◆ **Data section**:
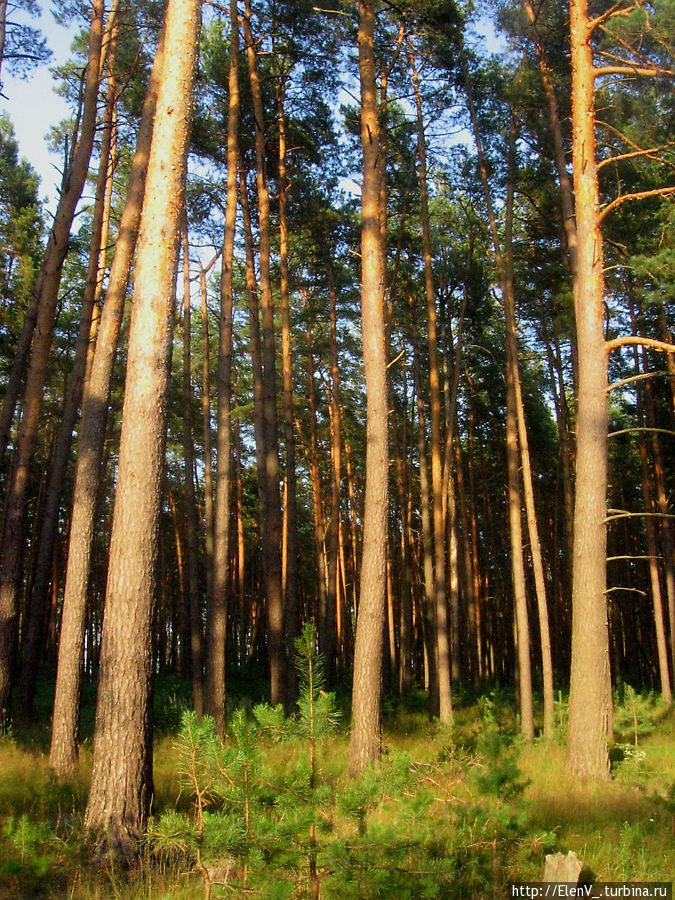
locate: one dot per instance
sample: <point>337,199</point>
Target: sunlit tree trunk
<point>34,627</point>
<point>217,616</point>
<point>121,781</point>
<point>440,597</point>
<point>271,543</point>
<point>590,708</point>
<point>191,524</point>
<point>63,754</point>
<point>11,562</point>
<point>290,506</point>
<point>365,743</point>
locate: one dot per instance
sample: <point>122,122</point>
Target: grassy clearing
<point>456,814</point>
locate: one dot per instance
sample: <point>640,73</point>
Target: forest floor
<point>447,814</point>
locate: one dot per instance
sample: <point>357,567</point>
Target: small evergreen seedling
<point>318,716</point>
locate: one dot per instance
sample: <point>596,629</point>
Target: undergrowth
<point>271,812</point>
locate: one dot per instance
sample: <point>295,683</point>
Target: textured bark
<point>121,783</point>
<point>365,743</point>
<point>661,642</point>
<point>49,280</point>
<point>3,32</point>
<point>661,498</point>
<point>191,523</point>
<point>662,503</point>
<point>271,543</point>
<point>431,678</point>
<point>590,705</point>
<point>63,754</point>
<point>336,468</point>
<point>34,627</point>
<point>217,620</point>
<point>290,506</point>
<point>256,365</point>
<point>315,478</point>
<point>523,442</point>
<point>440,597</point>
<point>14,381</point>
<point>515,428</point>
<point>206,434</point>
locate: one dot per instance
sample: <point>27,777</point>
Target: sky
<point>34,107</point>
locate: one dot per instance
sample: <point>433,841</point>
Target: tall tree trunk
<point>512,431</point>
<point>49,279</point>
<point>427,536</point>
<point>590,708</point>
<point>365,743</point>
<point>271,543</point>
<point>528,490</point>
<point>441,601</point>
<point>661,642</point>
<point>37,605</point>
<point>63,753</point>
<point>257,366</point>
<point>290,506</point>
<point>206,433</point>
<point>191,524</point>
<point>121,782</point>
<point>315,478</point>
<point>336,467</point>
<point>217,627</point>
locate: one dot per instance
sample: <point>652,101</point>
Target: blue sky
<point>33,106</point>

◆ **Exercise requirements**:
Print every record above exactly as written, leaving out the pictures.

◆ **Response to the exercise**:
locate: one dot per instance
sample: <point>337,199</point>
Target: sunlit tree trunk
<point>34,627</point>
<point>217,616</point>
<point>121,781</point>
<point>440,597</point>
<point>271,543</point>
<point>590,708</point>
<point>191,524</point>
<point>63,754</point>
<point>11,562</point>
<point>290,506</point>
<point>365,743</point>
locate: one dot per instance
sample: <point>122,122</point>
Target: grassy clearing
<point>456,814</point>
locate: one dot per instance
sample: <point>640,73</point>
Target: forest floor
<point>447,814</point>
locate: one dot per instance
sample: <point>357,567</point>
Target: small evergreen seedling
<point>318,716</point>
locate: one dot per instance
sample: <point>596,629</point>
Target: undergrowth
<point>271,812</point>
locate: one dot per instance
sample: <point>295,683</point>
Target: textured bark
<point>121,783</point>
<point>365,743</point>
<point>661,642</point>
<point>49,280</point>
<point>3,32</point>
<point>661,498</point>
<point>191,523</point>
<point>662,503</point>
<point>271,543</point>
<point>431,678</point>
<point>590,705</point>
<point>63,754</point>
<point>336,468</point>
<point>34,627</point>
<point>217,620</point>
<point>290,506</point>
<point>256,365</point>
<point>315,478</point>
<point>523,442</point>
<point>440,597</point>
<point>14,381</point>
<point>515,428</point>
<point>206,434</point>
locate: one dot per instance
sample: <point>27,777</point>
Target: sky
<point>34,107</point>
locate: one dot per instance
sample: <point>433,841</point>
Target: tall tree trunk
<point>512,431</point>
<point>49,279</point>
<point>427,536</point>
<point>590,708</point>
<point>365,743</point>
<point>271,543</point>
<point>528,490</point>
<point>441,601</point>
<point>661,642</point>
<point>37,605</point>
<point>63,753</point>
<point>257,366</point>
<point>290,506</point>
<point>206,433</point>
<point>191,524</point>
<point>121,782</point>
<point>315,478</point>
<point>336,467</point>
<point>217,627</point>
locate: one dot per instance
sample: <point>652,101</point>
Target: blue sky
<point>33,106</point>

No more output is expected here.